* **What you have to do**: Here the job is to print only the lines from the one containing "the motorcycle rear" to the end of the entries, both included, exactly as they stand, with pictures excluded.

* **Information provided**:
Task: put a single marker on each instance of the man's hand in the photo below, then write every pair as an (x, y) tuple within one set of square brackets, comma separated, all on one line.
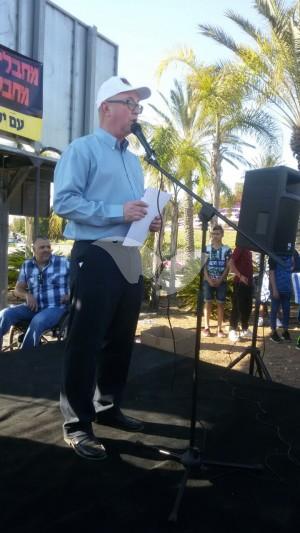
[(135, 210), (275, 294), (31, 302), (211, 281), (155, 224)]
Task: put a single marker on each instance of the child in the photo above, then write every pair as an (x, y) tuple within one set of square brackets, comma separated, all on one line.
[(281, 287), (215, 274)]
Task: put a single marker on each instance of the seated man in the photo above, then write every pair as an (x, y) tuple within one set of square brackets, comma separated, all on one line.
[(44, 283)]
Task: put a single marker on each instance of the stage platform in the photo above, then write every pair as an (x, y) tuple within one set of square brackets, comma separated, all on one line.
[(46, 488)]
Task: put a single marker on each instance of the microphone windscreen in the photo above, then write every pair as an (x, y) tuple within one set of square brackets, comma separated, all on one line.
[(135, 128)]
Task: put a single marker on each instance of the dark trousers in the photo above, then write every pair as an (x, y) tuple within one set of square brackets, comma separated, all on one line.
[(284, 301), (103, 318), (241, 305)]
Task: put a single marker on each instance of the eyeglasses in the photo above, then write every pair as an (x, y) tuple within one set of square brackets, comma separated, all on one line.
[(131, 104)]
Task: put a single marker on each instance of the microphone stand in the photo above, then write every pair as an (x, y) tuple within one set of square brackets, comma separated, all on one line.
[(191, 457)]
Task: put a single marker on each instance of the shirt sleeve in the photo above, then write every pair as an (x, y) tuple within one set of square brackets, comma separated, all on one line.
[(22, 275), (272, 264), (70, 179)]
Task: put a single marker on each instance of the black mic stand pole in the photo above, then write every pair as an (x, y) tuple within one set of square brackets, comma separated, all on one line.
[(191, 457)]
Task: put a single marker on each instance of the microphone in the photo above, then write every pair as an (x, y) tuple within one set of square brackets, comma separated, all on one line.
[(138, 132)]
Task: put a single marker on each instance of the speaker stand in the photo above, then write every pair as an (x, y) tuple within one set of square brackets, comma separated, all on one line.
[(253, 351), (191, 457)]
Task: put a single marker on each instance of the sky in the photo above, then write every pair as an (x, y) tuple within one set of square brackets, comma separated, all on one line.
[(147, 31)]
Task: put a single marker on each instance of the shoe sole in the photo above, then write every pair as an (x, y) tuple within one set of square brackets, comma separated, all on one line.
[(116, 426), (83, 456)]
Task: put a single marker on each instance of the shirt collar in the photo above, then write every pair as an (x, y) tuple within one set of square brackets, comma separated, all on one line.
[(49, 262), (110, 140)]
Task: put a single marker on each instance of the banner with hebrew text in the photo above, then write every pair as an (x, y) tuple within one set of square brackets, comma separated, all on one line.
[(21, 94)]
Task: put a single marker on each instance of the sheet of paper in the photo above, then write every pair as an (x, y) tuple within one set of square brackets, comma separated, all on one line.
[(138, 230)]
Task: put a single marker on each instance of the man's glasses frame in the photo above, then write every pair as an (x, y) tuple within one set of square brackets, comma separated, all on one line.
[(131, 104)]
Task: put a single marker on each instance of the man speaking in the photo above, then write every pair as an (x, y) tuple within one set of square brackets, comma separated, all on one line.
[(98, 186)]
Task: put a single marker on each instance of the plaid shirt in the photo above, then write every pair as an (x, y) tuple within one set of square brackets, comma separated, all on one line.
[(48, 284)]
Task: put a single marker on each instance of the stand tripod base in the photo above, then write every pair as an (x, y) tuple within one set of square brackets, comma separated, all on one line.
[(255, 358), (191, 458)]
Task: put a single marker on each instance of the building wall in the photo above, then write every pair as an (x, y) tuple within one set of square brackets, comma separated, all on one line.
[(76, 60)]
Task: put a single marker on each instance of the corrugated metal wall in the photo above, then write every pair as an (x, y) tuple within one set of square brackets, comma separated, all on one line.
[(76, 60)]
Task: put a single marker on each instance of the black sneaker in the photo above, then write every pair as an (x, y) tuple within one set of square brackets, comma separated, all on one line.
[(87, 447), (286, 336), (275, 337)]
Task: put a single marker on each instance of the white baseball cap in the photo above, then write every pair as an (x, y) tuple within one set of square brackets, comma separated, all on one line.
[(116, 85)]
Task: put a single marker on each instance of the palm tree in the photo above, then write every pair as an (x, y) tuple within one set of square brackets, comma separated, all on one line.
[(272, 65), (222, 97), (186, 154)]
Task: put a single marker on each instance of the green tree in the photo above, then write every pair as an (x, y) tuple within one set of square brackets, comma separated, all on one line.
[(271, 65), (18, 225), (180, 147), (223, 99)]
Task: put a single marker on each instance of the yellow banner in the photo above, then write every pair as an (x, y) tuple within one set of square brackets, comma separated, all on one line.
[(20, 124)]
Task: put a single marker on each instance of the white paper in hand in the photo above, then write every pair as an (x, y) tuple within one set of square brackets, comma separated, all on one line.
[(138, 230)]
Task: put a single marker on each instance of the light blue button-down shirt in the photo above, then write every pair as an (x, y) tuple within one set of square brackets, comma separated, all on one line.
[(93, 180)]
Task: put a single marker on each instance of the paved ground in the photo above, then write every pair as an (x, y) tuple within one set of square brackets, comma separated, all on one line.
[(282, 360)]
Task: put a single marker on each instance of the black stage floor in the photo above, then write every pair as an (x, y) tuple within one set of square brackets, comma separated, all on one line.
[(46, 488)]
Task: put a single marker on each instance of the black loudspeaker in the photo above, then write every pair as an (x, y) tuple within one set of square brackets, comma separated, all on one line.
[(270, 209)]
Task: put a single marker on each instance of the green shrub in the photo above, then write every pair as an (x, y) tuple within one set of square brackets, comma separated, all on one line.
[(188, 295), (15, 260)]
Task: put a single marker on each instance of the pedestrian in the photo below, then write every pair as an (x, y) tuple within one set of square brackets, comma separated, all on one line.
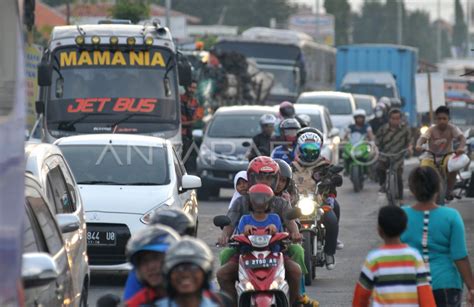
[(437, 232), (393, 274)]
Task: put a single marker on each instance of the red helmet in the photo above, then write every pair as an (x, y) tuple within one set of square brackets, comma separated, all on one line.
[(260, 196), (263, 170)]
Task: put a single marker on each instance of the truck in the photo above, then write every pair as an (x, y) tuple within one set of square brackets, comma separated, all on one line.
[(110, 78), (380, 70), (296, 62)]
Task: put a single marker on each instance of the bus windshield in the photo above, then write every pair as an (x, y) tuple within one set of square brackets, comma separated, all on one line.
[(105, 91)]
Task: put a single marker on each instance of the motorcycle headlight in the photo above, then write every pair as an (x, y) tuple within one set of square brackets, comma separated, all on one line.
[(306, 205), (145, 219)]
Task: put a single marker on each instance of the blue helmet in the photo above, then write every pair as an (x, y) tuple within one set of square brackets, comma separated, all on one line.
[(155, 238)]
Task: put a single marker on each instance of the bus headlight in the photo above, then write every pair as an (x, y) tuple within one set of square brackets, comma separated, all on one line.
[(306, 205)]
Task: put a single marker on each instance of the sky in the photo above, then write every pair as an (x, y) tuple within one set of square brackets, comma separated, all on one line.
[(447, 6)]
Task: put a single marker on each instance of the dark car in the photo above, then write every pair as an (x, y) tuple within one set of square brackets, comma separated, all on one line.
[(223, 151), (46, 272)]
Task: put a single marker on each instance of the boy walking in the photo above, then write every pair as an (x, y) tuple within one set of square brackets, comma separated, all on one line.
[(393, 274)]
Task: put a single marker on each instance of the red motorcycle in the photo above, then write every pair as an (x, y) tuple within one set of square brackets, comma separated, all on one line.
[(261, 272)]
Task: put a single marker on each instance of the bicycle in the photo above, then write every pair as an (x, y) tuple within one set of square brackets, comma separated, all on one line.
[(391, 182)]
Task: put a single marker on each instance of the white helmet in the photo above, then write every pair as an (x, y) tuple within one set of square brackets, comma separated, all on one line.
[(267, 119), (458, 162), (359, 112)]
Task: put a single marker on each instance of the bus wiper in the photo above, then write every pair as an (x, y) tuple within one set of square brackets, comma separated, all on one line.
[(69, 126)]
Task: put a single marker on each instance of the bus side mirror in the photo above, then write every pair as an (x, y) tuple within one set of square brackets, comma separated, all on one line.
[(45, 73), (184, 72)]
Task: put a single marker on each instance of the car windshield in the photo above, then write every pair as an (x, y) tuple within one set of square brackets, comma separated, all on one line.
[(365, 104), (118, 164), (335, 105), (92, 90), (377, 90), (235, 125)]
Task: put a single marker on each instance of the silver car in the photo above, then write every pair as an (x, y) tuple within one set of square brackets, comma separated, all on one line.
[(47, 164)]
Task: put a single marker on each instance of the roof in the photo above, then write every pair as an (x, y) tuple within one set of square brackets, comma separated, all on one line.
[(103, 10), (326, 94), (48, 16), (246, 109), (113, 139)]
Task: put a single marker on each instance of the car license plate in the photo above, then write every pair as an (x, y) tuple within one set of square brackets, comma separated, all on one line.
[(261, 263), (101, 238)]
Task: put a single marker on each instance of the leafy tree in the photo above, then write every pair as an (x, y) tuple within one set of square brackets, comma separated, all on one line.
[(133, 10), (342, 13), (460, 27)]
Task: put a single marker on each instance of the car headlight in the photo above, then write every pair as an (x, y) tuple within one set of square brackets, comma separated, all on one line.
[(145, 219), (306, 205)]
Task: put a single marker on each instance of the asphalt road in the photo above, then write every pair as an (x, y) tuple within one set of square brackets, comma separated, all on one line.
[(358, 232)]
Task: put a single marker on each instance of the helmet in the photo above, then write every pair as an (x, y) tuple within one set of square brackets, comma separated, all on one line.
[(359, 112), (289, 127), (267, 119), (155, 238), (189, 250), (263, 169), (260, 195), (457, 162), (287, 110), (311, 129), (304, 120), (308, 147), (179, 220)]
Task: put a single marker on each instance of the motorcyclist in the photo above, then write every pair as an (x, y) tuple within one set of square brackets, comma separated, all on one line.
[(187, 270), (289, 128), (261, 170), (262, 142), (440, 139), (308, 167), (146, 251), (179, 221)]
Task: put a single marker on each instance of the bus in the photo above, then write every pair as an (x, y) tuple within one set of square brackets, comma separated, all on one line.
[(110, 78), (12, 136), (295, 60)]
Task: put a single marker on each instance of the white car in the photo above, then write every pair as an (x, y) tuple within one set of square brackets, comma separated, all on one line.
[(341, 106), (124, 179), (321, 120)]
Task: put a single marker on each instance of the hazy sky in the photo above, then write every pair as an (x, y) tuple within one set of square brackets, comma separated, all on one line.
[(447, 6)]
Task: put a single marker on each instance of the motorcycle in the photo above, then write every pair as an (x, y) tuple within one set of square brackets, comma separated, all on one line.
[(357, 152), (313, 206), (261, 272)]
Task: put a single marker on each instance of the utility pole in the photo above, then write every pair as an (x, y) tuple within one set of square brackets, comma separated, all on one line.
[(168, 13), (438, 34), (399, 22)]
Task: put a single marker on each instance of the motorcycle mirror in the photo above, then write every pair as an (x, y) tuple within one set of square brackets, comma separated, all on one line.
[(108, 300), (222, 221), (293, 214)]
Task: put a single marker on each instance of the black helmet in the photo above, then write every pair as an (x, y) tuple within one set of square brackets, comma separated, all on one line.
[(189, 250), (155, 238), (285, 168), (179, 220), (313, 130)]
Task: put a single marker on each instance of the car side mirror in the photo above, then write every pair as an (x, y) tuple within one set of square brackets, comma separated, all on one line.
[(184, 71), (38, 269), (334, 132), (190, 182), (45, 74), (68, 222), (222, 221)]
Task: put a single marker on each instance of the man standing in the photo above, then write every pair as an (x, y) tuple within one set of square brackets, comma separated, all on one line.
[(391, 139)]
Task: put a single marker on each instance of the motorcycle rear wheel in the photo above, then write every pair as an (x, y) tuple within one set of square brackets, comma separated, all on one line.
[(308, 257)]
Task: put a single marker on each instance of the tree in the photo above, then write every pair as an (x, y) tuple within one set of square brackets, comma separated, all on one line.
[(132, 10), (460, 27), (342, 13)]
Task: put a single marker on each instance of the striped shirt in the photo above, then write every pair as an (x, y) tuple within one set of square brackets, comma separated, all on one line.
[(394, 275), (393, 141)]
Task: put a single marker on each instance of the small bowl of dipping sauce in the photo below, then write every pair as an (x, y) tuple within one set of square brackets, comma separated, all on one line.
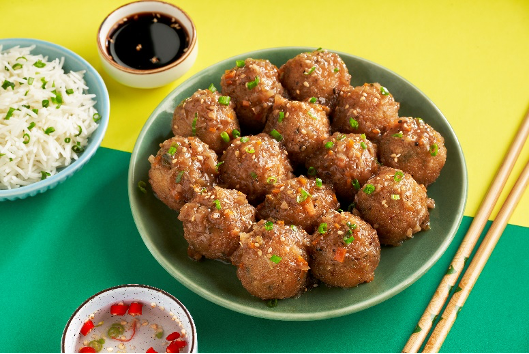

* **Solution**:
Task: put a single marker on each instance of the motorcycle rear wheel in the photo above, then write every pair as an (x, y) tuple within one set of square brackets, comma separated, all on one line.
[(308, 257)]
Task: put a single marker on each instance of the tree in the photo above, then write every pair as an (x, y) tuple within one set of square brackets, comma separated, all on one line.
[(132, 10), (460, 27), (342, 13)]
Task: put a single marker on each instance of the striped shirt in the photo above, then write every pair as an (x, y) tuple within one set of square brackets, comma separated, all on one line.
[(394, 275), (393, 141)]
Task: put a single marker on each instance of the small bowl of dipping sauce in the photo below, then write every pair as an (x, y) tuple within one set of square brackets, comma separated, all on one line.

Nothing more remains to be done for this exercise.